* **TEXT PASSAGE**:

* * * *

Painting of Ria almost finished: Lucian Freud photographed in his studio with model Ria Kirby by his assistant, David Dawson, 2007. Photograph: © David Dawson |
‘I was Lucian Freud’s spare pair of eyes’
Former Observer art critic William Feaver was a friend of Lucian Freud for 30 years. As the first volume of his biography of the painter is published, he recalls their time together, and Freud’s journey from obscurity to global fame
William Feaver
Sunday 8 September 2019
The phone went. After midnight, so it could only be him. “Hello Villiam. How goes it?” That faintly Germanic tinge and, as always, straight to the point: “I’ve got her a dog.”
Alice, my youngest daughter, just 13, had been ill for some time and felt wretched. A whippet, Lucian knew (“Don’t you agree?”), would do her good, whippets being brisk yet graceful, affectionate enough – he disliked the slobbery characteristics of lesser breeds – and, he’d found, exemplary sleeper-sitters. Pluto, a whippet bitch bought some years before for Lucian’s daughter Bella, but soon adopted by him, had long been adored, not to say coveted, by Alice.
And so it was that a few weeks later we collected the elegantly piebald Meri from Jan in Dorset, who, long before becoming a premier whippet breeder, had been friendly with Elvis during his military service in West Germany. There were photos to prove it.
This dog-in-the-night incident was typical of Lucian: sure instinct coupled with exotic connections and sudden generosity. With him on the line, how blurred at any hour of day or night were the distinctions between personal and impersonal, between the private and the renowned.
I knew him for nearly 40 years and for 30 of these counted him as a friend. Yet I never referred to him as anything but the full Lucian, just as I was always Villiam to him, though occasionally with mutual acquaintances he was prepared to refer to me as Bill. Early on in his life, of course, the name Freud had stood him proud – it had been his password, while the family diminutives “Lux”, “Luce” and “Lou” had conferred street cred, or so he thought, when used by his Paddington pub acquaintances. He liked to feel that he could flit from one end of the social scale to the other, dukes to dustmen in a blink. He had the confidence that comes of intense curiosity coupled with wide engagement.

* * * *

* **DATA EXTRACT**:
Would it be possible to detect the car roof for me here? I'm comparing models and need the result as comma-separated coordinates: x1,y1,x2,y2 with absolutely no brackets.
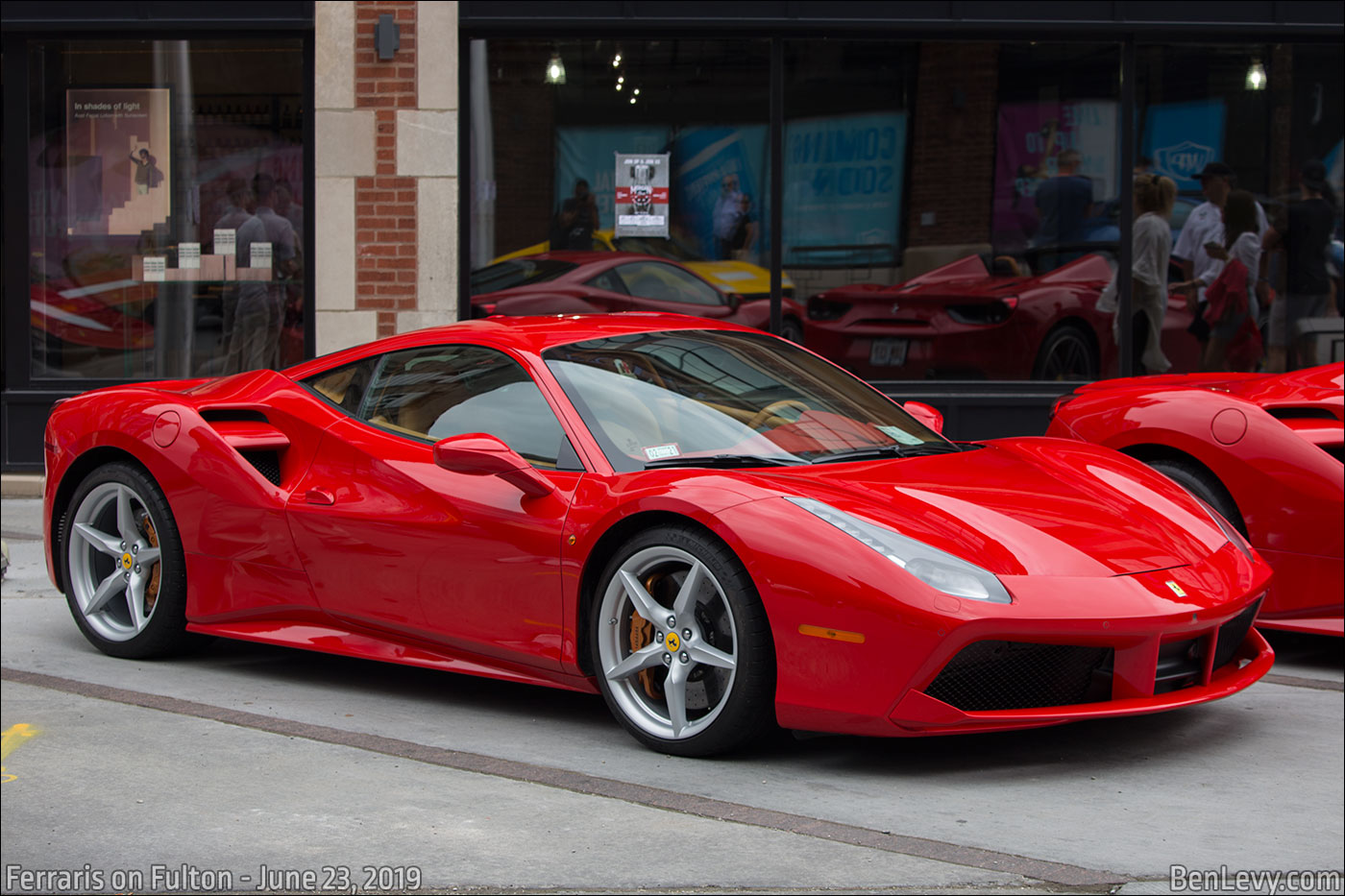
283,312,761,379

* * * *

* **TASKS**:
a – In the article about Lucian Freud, what was the name of the whippet collected from Jan in Dorset?
b – Extend the article about Lucian Freud, picking up right after its final sentence.
The material has no connection to the article about Lucian Freud.

* **REPLIES**:
a – Meri

b –
The first time we met was in late 1973. I’d been summoned down from Newcastle by the Sunday Times Magazine to produce what was to be the first ever feature article about this not yet celebrated 50-year-old, a painter unconnected with the standard avant garde. Why me? In 1970, Alan Ross’s London Magazine had published an essay of mine, Stranded Dinosaurs, in which I deplored the lack of attention paid to a number of middle-generation painters working in London – Michael Andrews, Frank Auerbach, Lucian Freud and others – without realising that they themselves might go to the trouble of reading what I’d written.
And now, I was told, there was to be a Freud show at the Hayward Gallery, serving as second feature to what, obviously, would be the bigger draw: a Munch exhibition on the main floor. It was a stopgap, I later learned; somebody else’s retrospective having fallen through.
I, too, was a stopgap enlisted from afar. Mark Boxer, an editor at the Sunday Times Magazine, had thought up a list of probing questions for me to use, but failed to alert me to the fact that someone before me had been commissioned to do the article and that his inquiries had flustered Freud to an alarming degree. Most likely I would likewise be found objectionable, but it was worth a try.
I’d known virtually nothing about the man or his work until three years before, when I’d seen several paintings in West Hartlepool of all places, shown courtesy of the dealer Anthony d’Offay and on the initiative of the curator of the municipal museum, who had encountered Freud as a tutor at the Slade.
My first sighting of him was by arrangement one afternoon at the d’Offay gallery in London. I noted the good cut of the shabby overcoat and we shook hands, whereupon he smiled evasively and nipped off down Bond Street, only to reappear after dark some hours later in Islington, ringing the bell and banging the door of the flat where, he’d been told, I was staying the night. I invited him in but he lingered on the step, an impressive car behind him parked obliquely in the otherwise empty street. His breath steamed and no, he said, he simply wanted to make an arrangement for the following day: 19 Thorngate Road, a cul-de-sac, he stressed, in Maida Vale. At 10. “Thanks awfully,” he added.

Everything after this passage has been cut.